● Text section
Xeriscape landscaping means more than covering an area with gravel or rocks. Homeowners and landscapers have 750 plants to choose from when designing a low-water-use yard.

To facilitate selection of plants New Mexico State University has developed a mobile app for use with Apple products that links to the New Mexico Office of the State Engineer's Interactive Plant List.

The app, Southwest Plant Selector (SW Plant), is a result of a coordinated effort between the Office of the State Engineer and the Center for Landscape Water Conservation. It is the first app of its kind to deal specifically with plants that are both suitable to, and commercially available in New Mexico.

"One of the ways we help homeowners and landscapers to conserve water is by offering them a mobile link to this uniquely New Mexico plant database," said Stefan Sutherin, NMSU College of Agricultural, Consumer and Environmental Sciences graduate student and project leader.

Sutherin coordinates the Center for Landscape Water Conservation, whose mission is to develop water-wise landscape education and water-management tools to serve the people of the Southwest, primarily New Mexico and West Texas.

The app links users to the database of water-wise plants developed by the New Mexico Office of the State Engineer. Users can search by the scientific or common name of the plant, as well as other criteria. They can also build a list of favorite plants to use at the nursery or in discussion with a landscaper.

"The introductory prices is free through July 25," Sutherin said. "After July 25, the published price will then be 99 cents. However, the app will frequently be promotionally priced for free, starting with all-day Friday Happy Hour through the end of August."

With an iPad, iPhone or iPod, information and photos can be obtained about the wide variety of trees, shrubs, perennials, annuals, cacti, turf grasses, ornamental grasses, groundcover and vine plants in the database. Information available about each plant includes the size, flower color, bloom season, soil needs, sun exposure and water requirements to help with their landscape design.

● Stored data
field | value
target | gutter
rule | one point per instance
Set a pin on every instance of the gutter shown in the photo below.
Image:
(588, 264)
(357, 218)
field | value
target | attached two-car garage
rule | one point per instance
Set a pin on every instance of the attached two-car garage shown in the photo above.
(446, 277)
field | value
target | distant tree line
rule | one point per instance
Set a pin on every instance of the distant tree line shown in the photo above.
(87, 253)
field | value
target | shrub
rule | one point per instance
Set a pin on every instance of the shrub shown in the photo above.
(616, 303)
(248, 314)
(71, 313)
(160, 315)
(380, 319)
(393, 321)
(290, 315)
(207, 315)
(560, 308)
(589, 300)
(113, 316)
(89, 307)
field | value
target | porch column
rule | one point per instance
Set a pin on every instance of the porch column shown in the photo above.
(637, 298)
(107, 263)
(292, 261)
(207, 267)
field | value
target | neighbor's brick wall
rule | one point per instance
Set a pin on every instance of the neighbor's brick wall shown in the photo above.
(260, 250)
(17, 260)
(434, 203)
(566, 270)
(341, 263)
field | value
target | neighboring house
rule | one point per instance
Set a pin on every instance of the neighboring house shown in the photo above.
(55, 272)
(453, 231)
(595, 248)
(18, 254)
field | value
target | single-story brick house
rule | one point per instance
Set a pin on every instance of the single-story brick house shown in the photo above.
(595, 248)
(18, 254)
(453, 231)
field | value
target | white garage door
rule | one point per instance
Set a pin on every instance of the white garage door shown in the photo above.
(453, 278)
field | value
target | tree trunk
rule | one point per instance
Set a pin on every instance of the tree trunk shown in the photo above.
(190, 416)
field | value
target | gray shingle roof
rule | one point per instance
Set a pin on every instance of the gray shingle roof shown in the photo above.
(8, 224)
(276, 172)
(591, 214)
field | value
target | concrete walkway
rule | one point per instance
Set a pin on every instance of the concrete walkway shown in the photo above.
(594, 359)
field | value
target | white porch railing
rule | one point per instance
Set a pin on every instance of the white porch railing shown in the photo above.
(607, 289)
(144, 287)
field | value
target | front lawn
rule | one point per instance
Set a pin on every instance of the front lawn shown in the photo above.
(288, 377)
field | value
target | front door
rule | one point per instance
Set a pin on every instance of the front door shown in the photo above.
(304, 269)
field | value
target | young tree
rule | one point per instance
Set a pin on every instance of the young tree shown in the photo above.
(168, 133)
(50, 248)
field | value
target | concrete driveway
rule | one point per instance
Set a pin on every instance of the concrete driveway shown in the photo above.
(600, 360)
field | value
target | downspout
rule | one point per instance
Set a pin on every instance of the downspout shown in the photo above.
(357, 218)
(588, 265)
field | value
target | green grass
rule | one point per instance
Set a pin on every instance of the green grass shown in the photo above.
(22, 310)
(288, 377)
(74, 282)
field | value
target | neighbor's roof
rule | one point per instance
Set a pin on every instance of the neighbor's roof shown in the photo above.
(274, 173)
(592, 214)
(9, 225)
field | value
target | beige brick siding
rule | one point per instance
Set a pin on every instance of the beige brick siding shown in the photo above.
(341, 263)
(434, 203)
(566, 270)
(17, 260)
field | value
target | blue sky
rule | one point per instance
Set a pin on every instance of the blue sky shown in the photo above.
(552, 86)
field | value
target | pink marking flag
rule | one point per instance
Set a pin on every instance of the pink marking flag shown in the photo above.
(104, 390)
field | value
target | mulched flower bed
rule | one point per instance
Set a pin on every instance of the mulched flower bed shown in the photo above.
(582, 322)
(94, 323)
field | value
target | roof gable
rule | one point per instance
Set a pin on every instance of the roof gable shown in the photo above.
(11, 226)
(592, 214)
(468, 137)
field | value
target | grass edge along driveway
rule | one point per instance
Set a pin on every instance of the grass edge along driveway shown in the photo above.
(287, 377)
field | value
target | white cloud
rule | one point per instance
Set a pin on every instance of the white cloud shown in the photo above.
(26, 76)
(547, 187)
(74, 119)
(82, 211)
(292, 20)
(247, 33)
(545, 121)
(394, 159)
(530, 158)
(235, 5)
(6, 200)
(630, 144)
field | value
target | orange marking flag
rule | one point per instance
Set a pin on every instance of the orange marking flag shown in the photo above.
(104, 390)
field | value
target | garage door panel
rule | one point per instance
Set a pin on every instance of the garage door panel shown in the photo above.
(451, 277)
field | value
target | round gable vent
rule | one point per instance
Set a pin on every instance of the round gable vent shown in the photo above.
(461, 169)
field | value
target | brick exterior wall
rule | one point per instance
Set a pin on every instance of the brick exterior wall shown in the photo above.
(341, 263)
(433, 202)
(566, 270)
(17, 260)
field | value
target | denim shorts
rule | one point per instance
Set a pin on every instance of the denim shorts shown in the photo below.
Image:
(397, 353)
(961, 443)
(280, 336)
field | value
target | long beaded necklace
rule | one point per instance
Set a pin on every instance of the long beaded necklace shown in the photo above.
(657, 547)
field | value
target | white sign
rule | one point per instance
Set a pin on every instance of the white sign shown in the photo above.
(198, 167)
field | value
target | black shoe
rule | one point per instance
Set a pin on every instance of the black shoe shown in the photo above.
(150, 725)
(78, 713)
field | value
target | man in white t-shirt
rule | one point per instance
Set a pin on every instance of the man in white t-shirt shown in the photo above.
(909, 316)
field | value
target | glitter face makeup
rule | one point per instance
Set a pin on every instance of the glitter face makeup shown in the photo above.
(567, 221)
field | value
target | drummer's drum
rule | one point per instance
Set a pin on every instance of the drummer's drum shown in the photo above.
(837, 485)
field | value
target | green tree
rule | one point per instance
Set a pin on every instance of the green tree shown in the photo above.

● Job
Continue the text about New Mexico State University's Southwest Plant Selector app, picking up after its final sentence.

● Answer for this exercise
"This is the first data-driven app we have built," said J.C. Chamberlin, programmer analyst with NMSU media production. "The Office of the State Engineer's database was a good candidate for us because they had this rich source of information that wasn't mobile. Our goal was to make it accessible, as well as fun to browse, so a lot of effort went into making it colorful and useable."

The Office of the State Engineer has had positive feedback by users of the Interactive Plant List on its website prior to the Apple mobile app.

"We are excited to partner with NMSU on this project that enhances this resource available to the public through our agency and the Center for Landscape Water Conservation," said Cheri Vogel of the Office of the State Engineer Water Use and Conservation Bureau.

The SW Plants app can be downloaded from iTunes. A link is also available at www.xericenter.com/swplants and at http://wuc.ose.state.nm.us/Plants.

The plant selector app is just one part of Sutherin's project to design the Center for Landscape Water Conservation resource portal.

"People are hungry for information, whether it is what xeriplants are available or how to make an irrigation system," said Sutherin.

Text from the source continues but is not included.